> _EXTRACTED INFORMATION_:
────────
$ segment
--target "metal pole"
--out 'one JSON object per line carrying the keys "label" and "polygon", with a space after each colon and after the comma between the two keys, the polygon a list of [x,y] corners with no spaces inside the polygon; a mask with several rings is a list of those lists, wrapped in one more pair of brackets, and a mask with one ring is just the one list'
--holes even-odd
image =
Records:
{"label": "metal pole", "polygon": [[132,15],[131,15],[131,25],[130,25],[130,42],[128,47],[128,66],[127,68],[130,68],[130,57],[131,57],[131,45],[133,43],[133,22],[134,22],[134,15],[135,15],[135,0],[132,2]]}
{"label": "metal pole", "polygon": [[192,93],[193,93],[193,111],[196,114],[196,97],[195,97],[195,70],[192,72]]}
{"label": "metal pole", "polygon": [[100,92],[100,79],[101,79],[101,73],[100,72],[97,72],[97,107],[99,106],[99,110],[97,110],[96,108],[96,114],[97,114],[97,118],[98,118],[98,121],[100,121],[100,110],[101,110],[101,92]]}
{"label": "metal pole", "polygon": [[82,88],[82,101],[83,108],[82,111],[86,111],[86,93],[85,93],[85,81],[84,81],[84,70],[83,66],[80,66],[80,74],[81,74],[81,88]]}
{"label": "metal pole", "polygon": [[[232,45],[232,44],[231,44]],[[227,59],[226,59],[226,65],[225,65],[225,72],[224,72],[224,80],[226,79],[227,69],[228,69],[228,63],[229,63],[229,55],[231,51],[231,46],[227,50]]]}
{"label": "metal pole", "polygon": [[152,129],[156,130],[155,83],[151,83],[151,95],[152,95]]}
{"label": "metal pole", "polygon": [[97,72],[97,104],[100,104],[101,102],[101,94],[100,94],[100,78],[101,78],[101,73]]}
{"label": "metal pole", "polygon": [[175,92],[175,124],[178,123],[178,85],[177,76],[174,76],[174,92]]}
────────
> _TASK INSTRUCTIONS_:
Could you output the records in full, exactly as written?

> _SOLUTION TO THIS TASK_:
$ segment
--target "metal pole"
--out 'one JSON object per line carrying the keys "label" and "polygon", with a space after each colon and after the comma between the two keys, the polygon a list of [x,y] corners with no spaces inside the polygon; a mask with several rings is a list of those lists, wrapped in one more pair of brackets, and a mask with one ring is just the one list'
--holes even-odd
image =
Records:
{"label": "metal pole", "polygon": [[132,15],[131,15],[131,25],[130,25],[130,42],[128,47],[128,66],[127,68],[130,68],[130,57],[131,57],[131,45],[133,43],[133,22],[134,22],[134,15],[135,15],[135,0],[132,2]]}
{"label": "metal pole", "polygon": [[192,93],[193,93],[193,111],[196,114],[196,97],[195,97],[195,70],[192,72]]}
{"label": "metal pole", "polygon": [[100,92],[100,79],[101,79],[101,73],[100,72],[97,72],[97,107],[99,106],[99,110],[97,110],[96,108],[96,114],[97,114],[97,118],[98,118],[98,121],[100,121],[100,110],[101,110],[101,92]]}
{"label": "metal pole", "polygon": [[82,88],[82,101],[83,108],[82,111],[86,111],[86,93],[85,93],[85,81],[84,81],[84,70],[83,66],[80,66],[80,74],[81,74],[81,88]]}
{"label": "metal pole", "polygon": [[[232,45],[232,44],[231,44]],[[227,59],[226,59],[226,65],[225,65],[225,72],[224,72],[224,80],[226,79],[227,69],[228,69],[228,63],[229,63],[229,55],[231,51],[231,46],[227,50]]]}
{"label": "metal pole", "polygon": [[152,129],[156,130],[155,83],[151,83],[151,95],[152,95]]}
{"label": "metal pole", "polygon": [[97,72],[97,104],[100,104],[101,102],[101,94],[100,94],[100,78],[101,78],[101,73]]}
{"label": "metal pole", "polygon": [[175,92],[175,124],[178,123],[178,85],[177,76],[174,76],[174,92]]}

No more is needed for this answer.